→ **What needs to be done**: For the data below, report the number of lines that contain the string "Target" and nothing else.

(Dataset entries)
......

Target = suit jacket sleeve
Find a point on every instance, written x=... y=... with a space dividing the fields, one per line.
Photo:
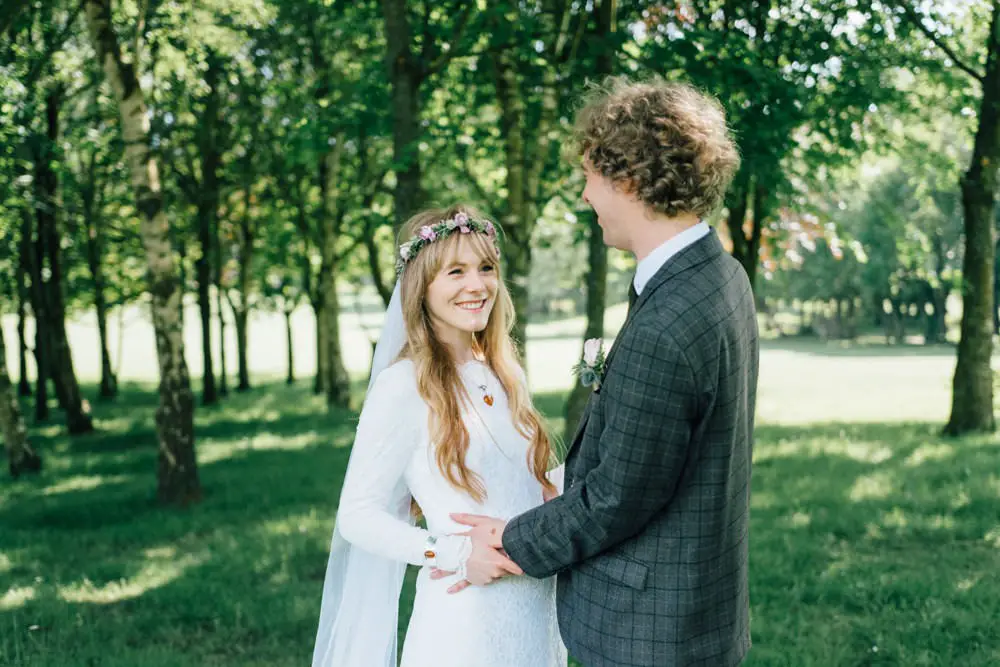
x=642 y=449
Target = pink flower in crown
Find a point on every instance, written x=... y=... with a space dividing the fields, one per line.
x=462 y=220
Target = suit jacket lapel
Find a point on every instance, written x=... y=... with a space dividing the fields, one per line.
x=698 y=252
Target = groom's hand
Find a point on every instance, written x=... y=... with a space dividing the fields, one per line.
x=486 y=529
x=487 y=562
x=484 y=566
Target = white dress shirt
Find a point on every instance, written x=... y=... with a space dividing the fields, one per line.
x=655 y=260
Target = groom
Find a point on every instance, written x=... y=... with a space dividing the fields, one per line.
x=650 y=536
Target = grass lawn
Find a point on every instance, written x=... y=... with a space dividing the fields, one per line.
x=874 y=541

......

→ **Answer below**: 7